Output the entries underneath exactly as they are.

DATA FOR REVIEW -
++++
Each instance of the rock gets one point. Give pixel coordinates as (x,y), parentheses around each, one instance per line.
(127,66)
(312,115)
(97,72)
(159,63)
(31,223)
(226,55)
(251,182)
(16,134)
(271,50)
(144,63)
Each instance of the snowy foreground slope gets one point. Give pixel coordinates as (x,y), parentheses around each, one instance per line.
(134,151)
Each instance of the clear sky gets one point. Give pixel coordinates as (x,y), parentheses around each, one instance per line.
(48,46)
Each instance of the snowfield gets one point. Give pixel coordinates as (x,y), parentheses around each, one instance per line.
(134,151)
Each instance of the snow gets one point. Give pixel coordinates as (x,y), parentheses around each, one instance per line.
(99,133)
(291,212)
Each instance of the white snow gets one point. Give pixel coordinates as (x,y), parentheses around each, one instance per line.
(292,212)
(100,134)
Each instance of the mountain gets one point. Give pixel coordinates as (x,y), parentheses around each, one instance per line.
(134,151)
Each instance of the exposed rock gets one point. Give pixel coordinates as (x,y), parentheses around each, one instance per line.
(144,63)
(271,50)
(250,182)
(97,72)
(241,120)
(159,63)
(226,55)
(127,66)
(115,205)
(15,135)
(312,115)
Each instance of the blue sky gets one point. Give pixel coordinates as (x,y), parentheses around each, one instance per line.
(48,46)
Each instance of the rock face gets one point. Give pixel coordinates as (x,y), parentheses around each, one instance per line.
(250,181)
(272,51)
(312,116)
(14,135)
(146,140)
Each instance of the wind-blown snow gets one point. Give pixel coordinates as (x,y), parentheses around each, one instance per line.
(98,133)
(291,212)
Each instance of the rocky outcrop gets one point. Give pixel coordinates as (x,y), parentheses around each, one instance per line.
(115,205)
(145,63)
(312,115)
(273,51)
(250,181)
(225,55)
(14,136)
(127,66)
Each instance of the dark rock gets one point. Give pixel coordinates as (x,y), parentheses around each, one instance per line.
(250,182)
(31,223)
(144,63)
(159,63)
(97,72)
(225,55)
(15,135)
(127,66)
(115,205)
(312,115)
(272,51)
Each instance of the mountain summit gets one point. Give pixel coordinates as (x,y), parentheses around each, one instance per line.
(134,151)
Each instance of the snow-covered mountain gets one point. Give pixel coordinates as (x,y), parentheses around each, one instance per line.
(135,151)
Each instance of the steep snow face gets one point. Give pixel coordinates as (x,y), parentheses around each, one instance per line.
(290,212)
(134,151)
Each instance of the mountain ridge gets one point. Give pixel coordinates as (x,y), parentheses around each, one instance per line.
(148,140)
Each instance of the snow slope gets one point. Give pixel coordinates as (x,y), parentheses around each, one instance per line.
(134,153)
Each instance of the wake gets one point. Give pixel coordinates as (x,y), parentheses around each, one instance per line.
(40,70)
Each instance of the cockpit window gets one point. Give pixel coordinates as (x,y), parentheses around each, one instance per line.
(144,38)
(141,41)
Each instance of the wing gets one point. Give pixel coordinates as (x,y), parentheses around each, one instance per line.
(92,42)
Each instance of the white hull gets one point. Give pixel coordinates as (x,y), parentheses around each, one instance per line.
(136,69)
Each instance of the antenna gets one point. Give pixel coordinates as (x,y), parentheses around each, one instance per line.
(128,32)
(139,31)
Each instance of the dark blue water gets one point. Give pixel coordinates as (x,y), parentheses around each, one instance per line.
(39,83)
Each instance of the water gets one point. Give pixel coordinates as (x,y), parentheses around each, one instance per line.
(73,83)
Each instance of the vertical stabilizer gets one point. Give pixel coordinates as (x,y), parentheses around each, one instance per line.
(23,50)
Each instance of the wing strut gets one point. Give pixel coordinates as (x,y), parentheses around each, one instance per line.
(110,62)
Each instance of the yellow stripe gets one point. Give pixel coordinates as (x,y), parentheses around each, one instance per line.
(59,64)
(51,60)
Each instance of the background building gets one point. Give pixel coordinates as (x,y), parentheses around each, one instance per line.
++++
OUTPUT FOR THIS TASK -
Each instance of the rock gets one point. Give pixel coordinates as (x,y), parentheses around each, one instance per line.
(127,66)
(312,115)
(97,72)
(159,63)
(31,223)
(226,55)
(251,182)
(16,134)
(271,50)
(144,63)
Each instance of the snowy foreground slope gets one point. Give pixel coordinates as (x,y), parentheses around each, one instance per line.
(134,151)
Each instance of the clear sky gets one point. Give pixel coordinates as (x,y), parentheses around each, one instance per line.
(48,46)
Each instance of the snowfield gets one point. Give pixel coordinates as (x,y), parentheses around each, one instance per line.
(134,151)
Each instance of the snow gets one point. Give pixel coordinates as (x,y), parentheses around each, one instance per line.
(99,133)
(291,212)
Each instance of the white snow gets one point. Give pixel coordinates as (x,y), parentheses around each, one instance per line.
(292,212)
(100,134)
Each instance of the mountain gets one point. Give pixel coordinates as (x,y), parentheses around each, one instance per line.
(134,151)
Each instance of the exposed rock gets one point. Give pixel coordinates as (x,y), parentheses around each, one instance per line.
(144,63)
(271,50)
(250,182)
(97,72)
(241,120)
(159,63)
(226,55)
(127,66)
(115,205)
(15,135)
(312,115)
Each instance of the blue sky gets one point. Give pixel coordinates as (x,y), parentheses around each, one instance per line.
(48,46)
Each instance of the rock face gets one point. Give pixel coordinates as (x,y), parentheses around each, one instance per line.
(250,181)
(272,51)
(312,116)
(14,135)
(146,140)
Each instance of the wind-blown snow gets one point. Give pixel coordinates as (x,y), parentheses around each, one instance per line.
(98,133)
(291,212)
Each instance of the rocky outcrop gets one point. Give pixel coordinates as (x,y), parentheses around each, one instance per line.
(115,205)
(145,63)
(312,115)
(273,51)
(250,181)
(225,55)
(14,136)
(127,66)
Each instance of the dark rock gets one point. Give pixel coordinates as (x,y), parentheses around each, one instance per line.
(250,182)
(31,223)
(144,63)
(159,63)
(97,72)
(225,55)
(15,135)
(127,66)
(115,205)
(312,115)
(272,51)
Each instance of the mountain summit gets one point. Give pixel coordinates as (x,y), parentheses around each, one instance per line.
(134,151)
Each instance of the snow-covered mountain gets one point. Give pixel coordinates as (x,y), parentheses around each, one instance per line.
(135,151)
Each instance of the steep snow face gets one point. Give pixel coordinates as (x,y), parentheses around each, one instance per line.
(290,212)
(134,151)
Each instance of the mountain ridge gets one point. Give pixel coordinates as (x,y), parentheses around each, one instance per line.
(148,140)
Each instance of the snow slope gets one point. Give pixel coordinates as (x,y), parentheses around each, one instance per line.
(134,153)
Each instance of the wake gets one point. Give pixel coordinates as (x,y), parentheses around each, one instance per line.
(40,70)
Each instance of the cockpit window gets one point. Give pixel coordinates as (x,y), parentheses around each, one instance per line.
(144,38)
(141,41)
Each instance of the wing gets one point. Give pixel coordinates as (x,y), parentheses around each, one instance per line.
(92,42)
Each instance of the white hull gets one point. Give pixel coordinates as (x,y), parentheses around each, one instance per line.
(136,69)
Each instance of the antenna gets one point. Give pixel coordinates as (x,y), parentheses around each, one instance per line.
(128,32)
(139,31)
Each instance of the dark blue water gets one point. Give pixel coordinates as (x,y), parentheses around each, one instance per line.
(39,83)
Each instance of the water gets one point. Give pixel coordinates as (x,y), parentheses around each, one instance per line.
(73,83)
Each instance of the vertical stabilizer gets one point. Give pixel coordinates as (x,y), parentheses around each, one instance per line.
(23,50)
Each instance of the wing strut gets one point. Give pixel coordinates as (x,y), parentheses around each, one instance per line.
(110,62)
Each instance of the yellow stripe gets one point. Give pixel coordinates as (x,y), parentheses around each, one instance per line.
(59,64)
(51,60)
Each instance of the background building gets one point. Give pixel coordinates as (x,y), parentheses around each, one instance per line.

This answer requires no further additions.